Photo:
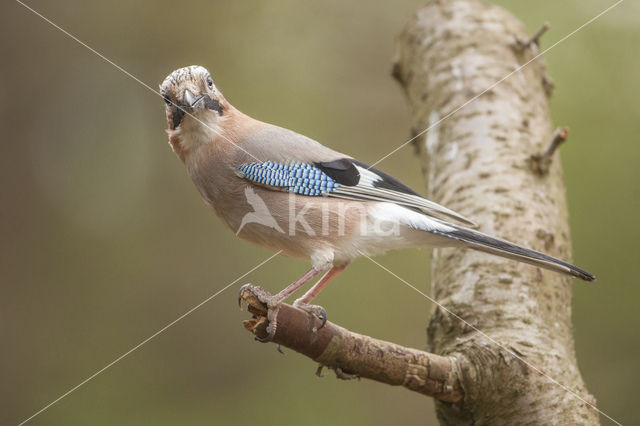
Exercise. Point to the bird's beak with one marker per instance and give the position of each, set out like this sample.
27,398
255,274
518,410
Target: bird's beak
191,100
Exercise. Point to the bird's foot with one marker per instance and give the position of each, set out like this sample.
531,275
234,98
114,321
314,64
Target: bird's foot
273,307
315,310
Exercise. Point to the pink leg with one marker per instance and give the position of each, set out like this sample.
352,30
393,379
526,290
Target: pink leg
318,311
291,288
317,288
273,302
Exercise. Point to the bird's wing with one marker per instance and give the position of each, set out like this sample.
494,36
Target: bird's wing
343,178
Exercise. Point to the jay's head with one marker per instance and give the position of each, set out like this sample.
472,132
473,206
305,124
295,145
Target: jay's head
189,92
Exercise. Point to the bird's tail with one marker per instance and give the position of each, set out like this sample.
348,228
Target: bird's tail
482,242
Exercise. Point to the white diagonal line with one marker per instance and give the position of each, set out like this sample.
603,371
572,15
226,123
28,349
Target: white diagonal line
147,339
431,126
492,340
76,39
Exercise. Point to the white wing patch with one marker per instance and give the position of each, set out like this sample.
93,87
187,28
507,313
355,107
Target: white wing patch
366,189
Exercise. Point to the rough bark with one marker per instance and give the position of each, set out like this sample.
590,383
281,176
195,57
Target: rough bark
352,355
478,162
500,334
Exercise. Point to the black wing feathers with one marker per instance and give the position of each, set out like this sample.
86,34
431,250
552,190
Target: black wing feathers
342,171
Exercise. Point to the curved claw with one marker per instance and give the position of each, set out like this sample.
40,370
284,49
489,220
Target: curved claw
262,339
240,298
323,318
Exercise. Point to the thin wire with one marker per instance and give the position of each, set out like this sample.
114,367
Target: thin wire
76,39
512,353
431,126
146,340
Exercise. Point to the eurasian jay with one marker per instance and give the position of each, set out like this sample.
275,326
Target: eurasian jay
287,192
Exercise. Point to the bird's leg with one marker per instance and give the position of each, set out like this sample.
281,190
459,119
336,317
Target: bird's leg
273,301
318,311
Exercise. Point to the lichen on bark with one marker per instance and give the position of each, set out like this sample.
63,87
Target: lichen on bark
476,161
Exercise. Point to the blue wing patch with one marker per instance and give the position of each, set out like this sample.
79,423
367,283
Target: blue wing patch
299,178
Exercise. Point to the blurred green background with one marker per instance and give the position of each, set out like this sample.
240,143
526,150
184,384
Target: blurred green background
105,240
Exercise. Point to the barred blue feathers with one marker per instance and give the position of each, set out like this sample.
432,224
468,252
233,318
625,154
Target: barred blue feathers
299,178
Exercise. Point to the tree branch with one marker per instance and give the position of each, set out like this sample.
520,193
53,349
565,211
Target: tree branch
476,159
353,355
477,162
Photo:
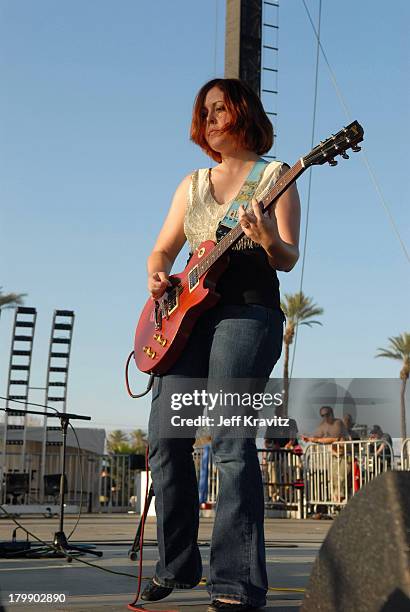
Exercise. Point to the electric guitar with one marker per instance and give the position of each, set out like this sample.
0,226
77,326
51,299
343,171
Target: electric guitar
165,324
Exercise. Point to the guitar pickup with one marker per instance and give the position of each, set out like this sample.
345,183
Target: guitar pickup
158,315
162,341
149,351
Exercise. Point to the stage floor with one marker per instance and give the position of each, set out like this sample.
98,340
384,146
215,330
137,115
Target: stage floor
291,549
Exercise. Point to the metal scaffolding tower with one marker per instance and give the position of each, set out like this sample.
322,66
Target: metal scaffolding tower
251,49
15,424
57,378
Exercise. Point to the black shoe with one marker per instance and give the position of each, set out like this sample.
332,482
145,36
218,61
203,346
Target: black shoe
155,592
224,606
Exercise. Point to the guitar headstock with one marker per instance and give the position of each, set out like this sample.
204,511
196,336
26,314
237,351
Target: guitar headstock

- **Given problem**
Leave out the pictures and print every line of the data exactly.

- **Output of the exercise**
Photo:
Exercise. Point to the bird's beak with one marker per instance and give the position of each, set out like this sample.
27,398
255,274
518,410
Target: bird's beak
191,100
Exercise. Point to the bird's foot with one marker per instance and give the position of each, set out like this sample.
531,275
234,98
114,321
314,64
Target: bird's foot
273,307
315,310
Exercise. Point to the pink leg with one marker per instance and give the position of each, set out like this sample.
352,30
393,379
526,290
Target: pink leg
318,311
291,288
317,288
273,302
Exercise. Point to the bird's wing with one marker per instance and give the position of each, set out like this sample.
494,36
Target: bird's wing
343,178
Exercise. Point to the jay's head with one marker per instance and give the position of each, set out like this sample.
472,132
473,206
305,124
295,145
Target: jay's head
189,92
Exercise. Point to the bird's tail with one marker per instance and give the position of each, set out like this sample.
348,228
Target: bird's tail
482,242
Exercise. Point to the white diagonal line with one marker per instance and give the position of each, set out like this sample.
603,371
572,15
226,123
28,349
Target: white diagonal line
147,339
431,126
492,340
76,39
Exercise. Point to the white wing patch with one marker per instance and give the position of each, set out like this sample.
93,87
187,28
507,313
355,107
Target: white wing patch
366,189
Exercise. Point to the rough bark with one marker per instance and give the position of each, set out like this sample.
590,383
281,176
195,57
Target: rough bark
352,355
478,162
500,334
Exercise. Point to the black wing feathers with one marker per instance and give the position of each, set out like this sample.
86,34
431,250
552,190
Target: black wing feathers
342,171
Exercise. Point to the curved claw with one marker per instance and give the position of each, set out like this sample.
40,370
284,49
489,220
Target: curved claw
262,339
240,298
323,318
Exercise. Point to the thin wire with one marker per instance and give the position of each, set out like this sample.
114,367
Target: thin wire
76,39
512,353
431,126
146,340
Exercise. Point to the eurasian jay with one marker per instance and give the position of each, set out like this sample.
275,326
Target: eurasian jay
287,192
Exercise. Point to the bird's leg with one marker per instance and give the position of each, set out like this sample.
281,190
459,119
336,317
Target: bird's leg
273,301
318,311
Exercise. Point to the lichen on bark with one marker per instance and give the position of each, set out like this sample.
63,87
Target: lichen on bark
476,161
Exercise. Point to the blue wing patch with one marker per instance and give the position of each, set out like this sample.
79,423
367,283
Target: blue wing patch
299,178
Exercise. Point to the blurred green background with one marker per instance and give the position of each, set out like this sample.
240,143
526,150
184,384
Target: blurred green background
105,240
Exercise. Point to the barred blue feathers with one marker per instance and give the position of each, set out like this sample.
432,224
468,252
233,318
625,154
Target: barred blue feathers
299,178
Exercise. Point to the tree branch with one marker per instance and give the position of each, set out like this sample.
520,193
53,349
565,211
Target: tree branch
476,159
353,355
477,162
Photo:
Exercise. Point to the electric guitar with one marker per instance and give the position of each, set out like this sample.
0,226
77,326
51,299
343,171
Target: electric guitar
165,324
Exercise. Point to the guitar pickup with one marker per instance and give the position of each, set out like this sample.
345,183
Target: guitar pickup
158,315
162,341
149,351
Exercise. Point to the stage floor with one marker per instance and give the position of each, set out like this sample.
98,340
384,146
215,330
137,115
Target: stage floor
291,549
Exercise. Point to the metal scaffolding tower with one marker per instance and give the position of each, set out like this sample.
322,66
Target: metal scaffolding tower
251,49
15,424
57,378
Exercise. Point to the black shoe with one marker per instance and give the position of each, set out like this sample.
332,482
145,36
218,61
203,346
Target: black shoe
155,592
224,606
Exercise. Point to the guitar headstock with one marker per instance and give the position of each, set out like this sample.
204,511
196,336
26,314
237,351
Target: guitar headstock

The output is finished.